- _Problem to solve_
Look through the data below and work out how many lines hold "curved"; state only the number.

┌──

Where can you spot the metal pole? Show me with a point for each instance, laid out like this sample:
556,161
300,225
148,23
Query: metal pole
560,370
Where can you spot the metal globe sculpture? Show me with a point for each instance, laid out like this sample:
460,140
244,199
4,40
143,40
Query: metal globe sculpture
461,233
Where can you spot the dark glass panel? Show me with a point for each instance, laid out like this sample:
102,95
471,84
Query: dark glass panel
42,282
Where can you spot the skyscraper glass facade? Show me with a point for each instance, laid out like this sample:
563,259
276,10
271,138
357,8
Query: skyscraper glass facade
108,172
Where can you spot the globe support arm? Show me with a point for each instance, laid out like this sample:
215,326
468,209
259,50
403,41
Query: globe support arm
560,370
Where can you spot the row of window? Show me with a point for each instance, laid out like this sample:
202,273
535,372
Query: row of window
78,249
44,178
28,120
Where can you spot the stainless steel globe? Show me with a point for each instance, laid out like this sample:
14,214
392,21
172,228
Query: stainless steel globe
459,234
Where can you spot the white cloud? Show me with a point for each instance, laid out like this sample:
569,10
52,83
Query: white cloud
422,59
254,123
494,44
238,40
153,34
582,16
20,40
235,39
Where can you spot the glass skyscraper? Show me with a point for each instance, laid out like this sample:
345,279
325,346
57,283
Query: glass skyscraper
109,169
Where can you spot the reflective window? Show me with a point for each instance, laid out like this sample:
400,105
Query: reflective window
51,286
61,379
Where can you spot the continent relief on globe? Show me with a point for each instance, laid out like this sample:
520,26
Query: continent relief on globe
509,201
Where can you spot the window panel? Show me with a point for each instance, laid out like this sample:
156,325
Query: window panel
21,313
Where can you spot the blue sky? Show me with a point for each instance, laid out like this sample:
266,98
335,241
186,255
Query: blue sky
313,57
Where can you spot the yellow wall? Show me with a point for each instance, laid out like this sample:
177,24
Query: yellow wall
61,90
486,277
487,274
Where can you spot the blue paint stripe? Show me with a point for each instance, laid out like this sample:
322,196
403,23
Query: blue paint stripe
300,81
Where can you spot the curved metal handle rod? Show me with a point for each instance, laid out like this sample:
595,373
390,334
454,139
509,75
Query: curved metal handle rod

└──

- _Task answer_
2